## Required task A
According to the forum thread, who gave M.J the Maxpedition bag?
## Required task B
In the forum thread, rewrite the passage from "## reset (Apr" to "jogger style lol.", swapping "belly bag" for "fanny pack".

# Maxpedition Bag from Simple-Shot



## M.J (Nov 1, 2010)

For Father's Day Jodi got me a Maxpedition Bag from Simple-Shot. She got it straight from Nathan when we were at the ECST and gave it to me then, so I've had a week to try it out and I'm really feelin' it!

It has tons of room for ammo, lots of pockets for slingshots and extra bands and a secure belt holder. Unlike the other packs I've tried, this one has a fully sewn-on strap to put your belt through instead of a Velcro one that's going to get loose and not hold up to repeated use.

It also has a heavy-duty front cover as well as a drawstring closure inside. When I walk around I have the cover closed but for extended shooting sessions I tuck the cover behind the belt and can reach in fast for reloading. When it's time to collect ammo I pull the drawstring closed and then the ammo can't fall out when I bend over to pick up. Good thinking!

These are worth every penny of the thirty bucks asks for them, I highly recommend them!


----------



## BC-Slinger (Jan 6, 2013)

Nice I have been thinking about getting one of these little guys for a while now. Good to hear a review from a member for this product thanks Mj.

Cheers

BC-Slinger


----------



## Rayshot (Feb 1, 2010)

I love mine too. For anyone that hasn't seen my modification it is below. I added grommets and used a strap with swiveling clips that I had on hand. I highly recommend this or some Maxpedition gear.


----------



## reset (Apr 13, 2013)

Very nice gift. May get one of them.

Nice manly bag unlike my girly belly bag (purse) im using. But i did get belly bag in bright red with a water bottle pouch so it looks more jogger style lol.


----------



## treefork (Feb 1, 2010)

Nice gift. Somebody loves you.


----------



## M.J (Nov 1, 2010)

treefork said:


> Nice gift. Somebody loves you.


No doubt about it!


----------



## Vetryan15 (Feb 7, 2013)

Those look fantastic. Look like a carpenters tool belt.


----------



## AZ Stinger (Aug 30, 2012)

Just ordered mine, got the package deal...


----------



## PorkChopSling (Jan 17, 2013)

## Rows

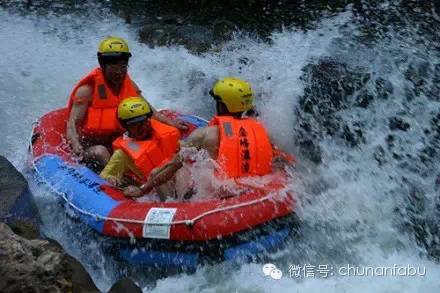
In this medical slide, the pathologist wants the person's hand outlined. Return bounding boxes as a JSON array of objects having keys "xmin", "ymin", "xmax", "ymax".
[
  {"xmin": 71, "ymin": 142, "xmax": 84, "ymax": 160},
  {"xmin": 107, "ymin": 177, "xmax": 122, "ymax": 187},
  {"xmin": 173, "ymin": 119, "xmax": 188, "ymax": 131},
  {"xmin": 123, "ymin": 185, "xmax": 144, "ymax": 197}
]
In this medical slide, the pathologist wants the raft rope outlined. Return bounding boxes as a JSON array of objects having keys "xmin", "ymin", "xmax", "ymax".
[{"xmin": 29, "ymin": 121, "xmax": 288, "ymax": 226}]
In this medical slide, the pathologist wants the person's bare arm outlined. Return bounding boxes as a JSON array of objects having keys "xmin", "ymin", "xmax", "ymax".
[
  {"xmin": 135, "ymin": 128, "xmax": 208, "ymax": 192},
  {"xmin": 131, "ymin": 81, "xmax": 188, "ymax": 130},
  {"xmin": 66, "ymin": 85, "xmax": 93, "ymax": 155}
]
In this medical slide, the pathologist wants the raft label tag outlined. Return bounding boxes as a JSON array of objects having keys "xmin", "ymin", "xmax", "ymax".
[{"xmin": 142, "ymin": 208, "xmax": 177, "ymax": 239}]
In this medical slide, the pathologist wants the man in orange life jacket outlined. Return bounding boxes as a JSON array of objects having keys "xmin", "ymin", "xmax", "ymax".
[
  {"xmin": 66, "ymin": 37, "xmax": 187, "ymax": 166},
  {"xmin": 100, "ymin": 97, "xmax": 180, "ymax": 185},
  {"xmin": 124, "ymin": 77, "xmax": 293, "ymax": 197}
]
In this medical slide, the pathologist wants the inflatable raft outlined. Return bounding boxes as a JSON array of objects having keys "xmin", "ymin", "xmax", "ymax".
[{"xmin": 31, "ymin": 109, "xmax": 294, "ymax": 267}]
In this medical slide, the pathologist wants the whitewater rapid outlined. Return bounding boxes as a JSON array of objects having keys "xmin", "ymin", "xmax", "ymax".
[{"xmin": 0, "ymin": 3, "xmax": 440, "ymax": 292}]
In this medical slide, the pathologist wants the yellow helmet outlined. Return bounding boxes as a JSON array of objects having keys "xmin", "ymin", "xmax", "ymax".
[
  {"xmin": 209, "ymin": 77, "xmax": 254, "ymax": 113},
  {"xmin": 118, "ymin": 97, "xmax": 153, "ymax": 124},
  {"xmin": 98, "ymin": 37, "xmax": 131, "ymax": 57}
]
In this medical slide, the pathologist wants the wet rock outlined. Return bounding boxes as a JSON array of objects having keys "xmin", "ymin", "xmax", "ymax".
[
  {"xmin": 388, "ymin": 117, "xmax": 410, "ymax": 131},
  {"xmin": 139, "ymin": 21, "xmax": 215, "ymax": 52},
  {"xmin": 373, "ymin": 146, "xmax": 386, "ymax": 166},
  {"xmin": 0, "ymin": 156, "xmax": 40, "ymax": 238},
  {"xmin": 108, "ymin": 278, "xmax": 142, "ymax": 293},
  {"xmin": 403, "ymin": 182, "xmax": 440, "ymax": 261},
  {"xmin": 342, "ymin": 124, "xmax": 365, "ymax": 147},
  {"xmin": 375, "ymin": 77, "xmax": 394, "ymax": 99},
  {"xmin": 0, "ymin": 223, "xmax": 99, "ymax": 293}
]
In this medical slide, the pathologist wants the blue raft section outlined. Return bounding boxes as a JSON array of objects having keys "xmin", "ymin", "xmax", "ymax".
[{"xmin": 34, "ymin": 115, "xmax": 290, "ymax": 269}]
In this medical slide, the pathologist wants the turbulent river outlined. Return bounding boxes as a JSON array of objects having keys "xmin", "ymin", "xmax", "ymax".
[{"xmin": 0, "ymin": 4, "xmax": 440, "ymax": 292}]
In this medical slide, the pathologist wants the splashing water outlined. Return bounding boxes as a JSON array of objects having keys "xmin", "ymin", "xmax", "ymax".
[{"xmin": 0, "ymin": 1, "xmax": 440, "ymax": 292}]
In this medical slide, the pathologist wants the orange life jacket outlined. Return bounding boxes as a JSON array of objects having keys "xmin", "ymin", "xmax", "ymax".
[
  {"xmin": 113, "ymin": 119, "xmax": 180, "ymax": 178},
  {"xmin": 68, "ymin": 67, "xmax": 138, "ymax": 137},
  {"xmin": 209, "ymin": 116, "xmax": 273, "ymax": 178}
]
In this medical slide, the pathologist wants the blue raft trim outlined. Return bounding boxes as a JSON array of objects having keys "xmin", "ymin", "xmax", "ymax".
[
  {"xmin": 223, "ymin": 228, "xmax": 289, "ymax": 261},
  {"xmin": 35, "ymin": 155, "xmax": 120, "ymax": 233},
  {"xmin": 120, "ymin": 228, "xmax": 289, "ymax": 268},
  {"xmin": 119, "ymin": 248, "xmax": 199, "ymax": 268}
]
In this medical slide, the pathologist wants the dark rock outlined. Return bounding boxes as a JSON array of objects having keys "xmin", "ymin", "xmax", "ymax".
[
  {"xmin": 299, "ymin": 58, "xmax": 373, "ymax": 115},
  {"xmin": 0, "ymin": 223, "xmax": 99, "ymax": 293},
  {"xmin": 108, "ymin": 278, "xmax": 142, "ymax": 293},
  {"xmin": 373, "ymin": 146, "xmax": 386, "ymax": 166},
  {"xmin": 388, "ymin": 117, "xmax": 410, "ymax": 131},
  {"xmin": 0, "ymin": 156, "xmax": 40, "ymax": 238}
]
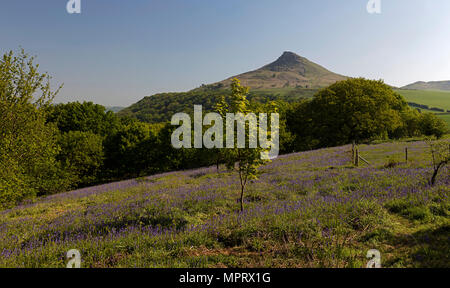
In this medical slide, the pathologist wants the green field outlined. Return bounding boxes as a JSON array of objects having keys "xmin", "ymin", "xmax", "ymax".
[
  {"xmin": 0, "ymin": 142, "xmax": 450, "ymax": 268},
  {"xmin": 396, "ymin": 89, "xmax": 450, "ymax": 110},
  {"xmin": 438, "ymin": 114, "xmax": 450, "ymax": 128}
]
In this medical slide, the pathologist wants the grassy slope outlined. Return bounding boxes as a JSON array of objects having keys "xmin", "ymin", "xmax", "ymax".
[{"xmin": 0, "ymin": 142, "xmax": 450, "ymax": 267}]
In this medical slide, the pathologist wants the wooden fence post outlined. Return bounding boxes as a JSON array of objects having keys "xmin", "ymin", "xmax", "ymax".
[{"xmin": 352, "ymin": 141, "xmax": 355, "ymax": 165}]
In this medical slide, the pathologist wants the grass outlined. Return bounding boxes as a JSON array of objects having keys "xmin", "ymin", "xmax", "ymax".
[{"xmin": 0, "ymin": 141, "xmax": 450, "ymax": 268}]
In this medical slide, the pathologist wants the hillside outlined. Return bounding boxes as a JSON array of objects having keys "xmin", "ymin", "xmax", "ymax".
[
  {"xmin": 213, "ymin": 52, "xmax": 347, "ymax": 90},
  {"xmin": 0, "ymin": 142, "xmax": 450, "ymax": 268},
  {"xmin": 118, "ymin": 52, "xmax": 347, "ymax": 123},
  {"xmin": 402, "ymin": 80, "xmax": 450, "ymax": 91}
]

## Full response A
Jodi

## Full response B
## reset (Apr 13, 2013)

Very nice gift. May get one of them.

Nice manly bag unlike my girly fanny pack (purse) im using. But i did get fanny pack in bright red with a water bottle pouch so it looks more jogger style lol.